What you need to do
What is the exact wording of the corn cob grant article from "In early April, CVEC" up to and including "Manager Bill Lee."? Give it again word for word.

Extract provided

CVEC receives grant for corn cob conversion study

By Jerry W. Kram | May 09, 2008
The Minnesota Corn Research & Promotion Council and the Agriculture Utilization Research Institute will donate $50,000 to a project led by Chippewa Valley Ethanol Co. LLLP that will explore the use of corn cobs as a biomass energy feedstock at its 47 MMgy corn-fed ethanol plant in Benson, Minn.

"We plan to collect corn cobs from about 5,000 acres of our co-op members' corn crop during the 2008 harvest," said Gene Fynboh, biomass coordinator for CVEC. "With support and risk sharing from forward-thinking organizations such as [the MCRPC] and AURI, our members will be able to convert underutilized ag residues such as corn cobs into valuable energy sources more rapidly."

CVEC and the project team will demonstrate and evaluate two different cob collection systems during the study. The demonstrations will be open to the public. The study will also evaluate the field-to-facility economics of corn cob biomass utilization. The total project cost is estimated at $340,000. "Minnesota's corn organizations are pleased to have the opportunity to support a project like this," said Jerry Larson, chairman of the MCRPC. "Having an alternative energy source that is economical and lower in carbon emissions could make ethanol production more efficient and corn farming more profitable."

In early April, CVEC and its Ames, Iowa-based technology partner Frontline BioEnergy LLC fired up a new biomass gasification system adjacent to the ethanol plant. This system is capable of burning biomass materials to yield thermal energy that can displace the plant's natural gas energy inputs. "Corn cob biomass has superior material-handling properties and much lower ash content than corn stover, making it a better thermal energy source for ethanol plants," said CVEC General Manager Bill Lee.

While the ethanol plant plans to use wood biomass as its initial fuel source, the farmer-owned cooperative is eager to develop its members' agricultural residues into a secondary—and perhaps preferred—energy source. "The cobs collected from the same acres that supply corn to the ethanol plant can provide about 75 percent of the plant's gas energy needs," Lee said.

Other members of the project team include the University of Minnesota, Morris and the West Central Research and Outreach Center in Morris, Minn. WCROC staff will provide coordination, testing, and data collection and analysis for the project.

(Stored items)

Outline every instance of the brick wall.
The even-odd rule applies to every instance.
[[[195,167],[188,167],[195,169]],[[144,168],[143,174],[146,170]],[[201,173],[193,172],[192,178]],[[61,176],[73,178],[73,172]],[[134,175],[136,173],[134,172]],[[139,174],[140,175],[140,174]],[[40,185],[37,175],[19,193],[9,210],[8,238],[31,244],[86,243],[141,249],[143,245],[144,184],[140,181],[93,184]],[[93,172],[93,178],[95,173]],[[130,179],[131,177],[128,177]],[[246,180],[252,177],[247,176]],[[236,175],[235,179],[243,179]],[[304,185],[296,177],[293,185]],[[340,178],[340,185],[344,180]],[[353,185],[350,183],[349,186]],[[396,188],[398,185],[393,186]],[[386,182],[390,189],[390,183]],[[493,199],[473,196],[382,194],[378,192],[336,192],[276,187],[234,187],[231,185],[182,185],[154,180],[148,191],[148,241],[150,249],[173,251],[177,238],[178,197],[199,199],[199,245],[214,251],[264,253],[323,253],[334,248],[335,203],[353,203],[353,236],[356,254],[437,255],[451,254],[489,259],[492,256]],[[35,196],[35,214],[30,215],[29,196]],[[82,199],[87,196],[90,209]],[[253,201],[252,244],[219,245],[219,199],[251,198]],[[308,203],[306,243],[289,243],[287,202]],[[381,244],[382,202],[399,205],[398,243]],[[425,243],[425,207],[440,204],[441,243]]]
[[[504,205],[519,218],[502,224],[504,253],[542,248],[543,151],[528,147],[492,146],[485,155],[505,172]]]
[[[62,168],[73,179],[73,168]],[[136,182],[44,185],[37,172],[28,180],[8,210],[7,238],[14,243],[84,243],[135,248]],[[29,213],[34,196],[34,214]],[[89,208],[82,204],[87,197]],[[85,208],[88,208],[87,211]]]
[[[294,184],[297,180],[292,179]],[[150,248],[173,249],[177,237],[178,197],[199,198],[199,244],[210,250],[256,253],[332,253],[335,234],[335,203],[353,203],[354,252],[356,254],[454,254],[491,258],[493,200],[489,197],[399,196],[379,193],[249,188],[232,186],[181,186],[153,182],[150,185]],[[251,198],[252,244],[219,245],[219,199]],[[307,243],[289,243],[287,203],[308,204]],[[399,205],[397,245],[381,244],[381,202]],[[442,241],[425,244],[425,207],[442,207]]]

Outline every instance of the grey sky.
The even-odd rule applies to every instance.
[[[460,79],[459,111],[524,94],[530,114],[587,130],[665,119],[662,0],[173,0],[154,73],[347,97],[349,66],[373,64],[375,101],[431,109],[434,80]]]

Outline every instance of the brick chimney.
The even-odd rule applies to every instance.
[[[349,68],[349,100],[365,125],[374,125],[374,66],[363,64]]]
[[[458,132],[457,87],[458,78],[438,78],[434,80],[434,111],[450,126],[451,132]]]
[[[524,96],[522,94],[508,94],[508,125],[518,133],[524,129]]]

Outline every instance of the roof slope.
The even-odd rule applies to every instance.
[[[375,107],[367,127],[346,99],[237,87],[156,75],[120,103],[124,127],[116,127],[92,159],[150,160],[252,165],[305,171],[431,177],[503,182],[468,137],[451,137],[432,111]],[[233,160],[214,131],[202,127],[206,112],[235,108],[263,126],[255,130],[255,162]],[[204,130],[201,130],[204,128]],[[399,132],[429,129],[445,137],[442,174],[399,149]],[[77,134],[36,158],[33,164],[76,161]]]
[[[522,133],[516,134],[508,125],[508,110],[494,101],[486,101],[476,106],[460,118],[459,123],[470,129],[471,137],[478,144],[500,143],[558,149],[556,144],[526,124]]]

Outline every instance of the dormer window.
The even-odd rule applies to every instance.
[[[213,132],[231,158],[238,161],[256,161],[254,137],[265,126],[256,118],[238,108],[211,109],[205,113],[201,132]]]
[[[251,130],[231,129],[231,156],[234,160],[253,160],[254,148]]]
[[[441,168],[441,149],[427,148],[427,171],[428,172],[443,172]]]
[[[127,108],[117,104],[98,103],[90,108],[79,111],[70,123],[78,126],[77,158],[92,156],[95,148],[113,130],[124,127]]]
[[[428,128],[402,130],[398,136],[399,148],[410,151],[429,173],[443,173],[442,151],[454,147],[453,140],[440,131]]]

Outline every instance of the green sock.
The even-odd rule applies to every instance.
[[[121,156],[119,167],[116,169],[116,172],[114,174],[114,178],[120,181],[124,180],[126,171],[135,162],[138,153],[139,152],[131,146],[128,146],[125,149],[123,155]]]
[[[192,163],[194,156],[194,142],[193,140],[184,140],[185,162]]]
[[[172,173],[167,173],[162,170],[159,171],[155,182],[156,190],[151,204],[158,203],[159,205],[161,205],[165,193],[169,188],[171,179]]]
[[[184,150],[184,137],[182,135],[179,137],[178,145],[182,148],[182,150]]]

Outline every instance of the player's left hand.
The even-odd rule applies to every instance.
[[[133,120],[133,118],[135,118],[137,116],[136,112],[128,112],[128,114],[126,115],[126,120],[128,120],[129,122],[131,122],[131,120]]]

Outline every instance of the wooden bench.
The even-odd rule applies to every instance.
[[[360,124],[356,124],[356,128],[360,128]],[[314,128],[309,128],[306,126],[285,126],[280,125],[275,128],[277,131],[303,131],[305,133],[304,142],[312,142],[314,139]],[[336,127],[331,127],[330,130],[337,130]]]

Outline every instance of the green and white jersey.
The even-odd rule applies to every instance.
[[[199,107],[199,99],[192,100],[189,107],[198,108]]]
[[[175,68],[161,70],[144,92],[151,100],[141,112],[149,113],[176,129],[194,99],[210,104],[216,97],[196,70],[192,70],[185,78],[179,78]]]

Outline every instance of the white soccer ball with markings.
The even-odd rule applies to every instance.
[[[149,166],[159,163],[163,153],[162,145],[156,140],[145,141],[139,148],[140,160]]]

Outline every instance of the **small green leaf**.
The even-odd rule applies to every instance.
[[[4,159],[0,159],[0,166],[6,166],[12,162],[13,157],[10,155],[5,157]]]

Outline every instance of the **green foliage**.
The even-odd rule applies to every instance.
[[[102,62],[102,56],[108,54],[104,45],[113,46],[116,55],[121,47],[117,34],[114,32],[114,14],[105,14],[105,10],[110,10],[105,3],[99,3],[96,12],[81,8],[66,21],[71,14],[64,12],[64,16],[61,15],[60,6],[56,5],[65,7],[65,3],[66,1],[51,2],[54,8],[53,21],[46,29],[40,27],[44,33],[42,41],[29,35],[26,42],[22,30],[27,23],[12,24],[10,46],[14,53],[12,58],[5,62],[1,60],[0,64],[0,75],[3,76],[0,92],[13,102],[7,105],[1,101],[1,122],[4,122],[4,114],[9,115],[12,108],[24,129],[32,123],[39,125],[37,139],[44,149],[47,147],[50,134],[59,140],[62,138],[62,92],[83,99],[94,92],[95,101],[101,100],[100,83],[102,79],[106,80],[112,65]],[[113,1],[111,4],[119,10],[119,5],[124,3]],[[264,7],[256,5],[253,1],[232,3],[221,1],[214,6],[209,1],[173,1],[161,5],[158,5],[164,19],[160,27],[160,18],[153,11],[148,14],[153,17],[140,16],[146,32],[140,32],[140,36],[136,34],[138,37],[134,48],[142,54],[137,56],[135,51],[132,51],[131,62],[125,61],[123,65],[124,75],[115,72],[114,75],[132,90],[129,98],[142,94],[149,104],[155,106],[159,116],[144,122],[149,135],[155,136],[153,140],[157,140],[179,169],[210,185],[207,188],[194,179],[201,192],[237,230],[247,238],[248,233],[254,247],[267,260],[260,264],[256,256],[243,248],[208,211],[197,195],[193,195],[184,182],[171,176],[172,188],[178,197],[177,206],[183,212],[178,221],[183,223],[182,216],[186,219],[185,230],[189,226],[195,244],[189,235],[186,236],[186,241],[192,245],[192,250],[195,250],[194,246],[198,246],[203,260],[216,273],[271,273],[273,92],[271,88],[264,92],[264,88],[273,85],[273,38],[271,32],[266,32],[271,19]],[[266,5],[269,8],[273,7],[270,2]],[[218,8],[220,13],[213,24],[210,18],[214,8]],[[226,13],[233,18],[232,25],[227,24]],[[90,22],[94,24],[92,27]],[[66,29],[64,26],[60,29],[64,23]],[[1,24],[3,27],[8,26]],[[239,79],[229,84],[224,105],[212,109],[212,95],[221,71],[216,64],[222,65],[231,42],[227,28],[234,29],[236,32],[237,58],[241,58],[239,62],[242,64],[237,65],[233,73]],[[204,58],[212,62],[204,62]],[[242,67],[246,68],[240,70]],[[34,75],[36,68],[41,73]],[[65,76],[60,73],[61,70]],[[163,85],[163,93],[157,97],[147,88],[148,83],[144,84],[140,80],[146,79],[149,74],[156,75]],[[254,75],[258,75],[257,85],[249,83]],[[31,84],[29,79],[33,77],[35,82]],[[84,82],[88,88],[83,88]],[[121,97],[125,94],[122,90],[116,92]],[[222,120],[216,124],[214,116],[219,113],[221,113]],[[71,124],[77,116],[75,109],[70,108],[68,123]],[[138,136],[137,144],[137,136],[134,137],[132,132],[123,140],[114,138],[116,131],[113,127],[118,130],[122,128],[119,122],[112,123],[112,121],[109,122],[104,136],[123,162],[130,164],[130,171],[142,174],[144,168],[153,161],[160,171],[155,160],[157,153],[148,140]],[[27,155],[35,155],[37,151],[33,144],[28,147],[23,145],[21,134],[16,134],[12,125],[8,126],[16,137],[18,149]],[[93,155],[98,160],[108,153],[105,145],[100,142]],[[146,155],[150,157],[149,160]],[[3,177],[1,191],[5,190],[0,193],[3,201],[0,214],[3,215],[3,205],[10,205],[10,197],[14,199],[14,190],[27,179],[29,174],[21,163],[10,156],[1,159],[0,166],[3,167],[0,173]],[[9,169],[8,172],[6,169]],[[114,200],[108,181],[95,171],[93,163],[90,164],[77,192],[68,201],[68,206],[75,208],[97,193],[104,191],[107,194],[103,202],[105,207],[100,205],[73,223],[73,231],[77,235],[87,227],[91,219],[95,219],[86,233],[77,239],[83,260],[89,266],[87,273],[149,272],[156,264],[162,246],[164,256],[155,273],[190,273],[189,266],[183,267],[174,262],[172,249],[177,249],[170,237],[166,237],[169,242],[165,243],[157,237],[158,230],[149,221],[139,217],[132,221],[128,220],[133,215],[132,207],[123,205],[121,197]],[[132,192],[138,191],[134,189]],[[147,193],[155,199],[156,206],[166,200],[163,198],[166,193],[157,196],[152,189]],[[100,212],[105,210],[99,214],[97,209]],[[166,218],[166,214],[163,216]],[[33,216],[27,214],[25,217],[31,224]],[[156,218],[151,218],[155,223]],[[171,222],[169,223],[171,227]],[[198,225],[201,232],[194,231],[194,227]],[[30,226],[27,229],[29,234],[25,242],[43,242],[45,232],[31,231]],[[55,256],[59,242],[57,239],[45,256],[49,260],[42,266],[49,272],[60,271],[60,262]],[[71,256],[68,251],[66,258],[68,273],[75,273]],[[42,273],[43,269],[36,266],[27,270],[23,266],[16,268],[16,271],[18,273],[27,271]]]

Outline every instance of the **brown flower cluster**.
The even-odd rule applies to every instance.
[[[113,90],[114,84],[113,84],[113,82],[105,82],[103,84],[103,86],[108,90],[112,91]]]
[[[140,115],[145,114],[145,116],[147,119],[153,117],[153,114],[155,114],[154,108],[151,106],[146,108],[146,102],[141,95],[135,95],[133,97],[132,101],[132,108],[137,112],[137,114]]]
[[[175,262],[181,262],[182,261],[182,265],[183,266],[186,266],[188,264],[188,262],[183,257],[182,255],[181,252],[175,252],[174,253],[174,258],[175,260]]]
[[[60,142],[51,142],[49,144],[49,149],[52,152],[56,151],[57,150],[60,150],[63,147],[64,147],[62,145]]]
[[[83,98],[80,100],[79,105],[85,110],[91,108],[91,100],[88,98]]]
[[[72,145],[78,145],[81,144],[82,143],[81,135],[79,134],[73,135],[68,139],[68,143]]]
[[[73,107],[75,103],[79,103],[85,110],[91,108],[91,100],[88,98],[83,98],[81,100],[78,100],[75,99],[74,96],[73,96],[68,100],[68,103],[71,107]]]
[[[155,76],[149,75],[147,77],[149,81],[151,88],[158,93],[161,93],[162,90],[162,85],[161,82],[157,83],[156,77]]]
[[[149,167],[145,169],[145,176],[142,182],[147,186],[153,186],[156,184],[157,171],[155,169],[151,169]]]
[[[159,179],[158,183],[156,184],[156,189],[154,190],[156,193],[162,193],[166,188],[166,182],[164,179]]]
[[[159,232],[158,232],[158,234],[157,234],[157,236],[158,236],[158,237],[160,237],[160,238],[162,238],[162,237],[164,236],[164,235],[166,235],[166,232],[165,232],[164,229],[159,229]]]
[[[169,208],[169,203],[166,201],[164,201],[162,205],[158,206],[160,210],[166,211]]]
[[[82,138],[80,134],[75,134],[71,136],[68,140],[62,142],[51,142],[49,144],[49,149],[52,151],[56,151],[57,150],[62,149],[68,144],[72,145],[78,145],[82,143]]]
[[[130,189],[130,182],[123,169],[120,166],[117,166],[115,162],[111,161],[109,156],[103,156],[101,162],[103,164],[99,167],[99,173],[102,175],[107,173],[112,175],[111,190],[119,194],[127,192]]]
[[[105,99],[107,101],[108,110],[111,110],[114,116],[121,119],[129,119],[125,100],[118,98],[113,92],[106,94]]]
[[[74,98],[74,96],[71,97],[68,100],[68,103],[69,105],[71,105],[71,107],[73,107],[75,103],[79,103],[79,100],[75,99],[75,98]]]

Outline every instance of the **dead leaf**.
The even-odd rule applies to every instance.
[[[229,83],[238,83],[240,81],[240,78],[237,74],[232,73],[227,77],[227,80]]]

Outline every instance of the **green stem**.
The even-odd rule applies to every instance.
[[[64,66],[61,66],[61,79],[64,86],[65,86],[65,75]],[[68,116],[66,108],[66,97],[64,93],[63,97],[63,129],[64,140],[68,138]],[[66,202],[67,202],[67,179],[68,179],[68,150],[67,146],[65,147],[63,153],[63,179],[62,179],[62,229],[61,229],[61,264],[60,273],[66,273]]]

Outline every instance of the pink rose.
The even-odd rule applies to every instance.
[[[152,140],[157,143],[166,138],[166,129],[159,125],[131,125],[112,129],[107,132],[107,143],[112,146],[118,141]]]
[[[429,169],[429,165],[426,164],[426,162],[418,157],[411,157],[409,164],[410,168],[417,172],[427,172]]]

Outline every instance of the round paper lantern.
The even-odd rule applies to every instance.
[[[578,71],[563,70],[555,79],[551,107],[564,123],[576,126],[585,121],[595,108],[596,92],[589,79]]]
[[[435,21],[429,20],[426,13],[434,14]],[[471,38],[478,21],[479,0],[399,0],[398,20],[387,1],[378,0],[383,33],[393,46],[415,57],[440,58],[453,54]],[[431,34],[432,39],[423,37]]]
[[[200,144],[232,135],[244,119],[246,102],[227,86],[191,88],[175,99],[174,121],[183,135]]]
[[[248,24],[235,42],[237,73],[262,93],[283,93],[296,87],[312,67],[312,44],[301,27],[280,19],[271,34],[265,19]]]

Written response
In early April, CVEC and its Ames, Iowa-based technology partner Frontline BioEnergy LLC fired up a new biomass gasification system adjacent to the ethanol plant. This system is capable of burning biomass materials to yield thermal energy that can displace the plant's natural gas energy inputs. "Corn cob biomass has superior material-handling properties and much lower ash content than corn stover, making it a better thermal energy source for ethanol plants," said CVEC General Manager Bill Lee.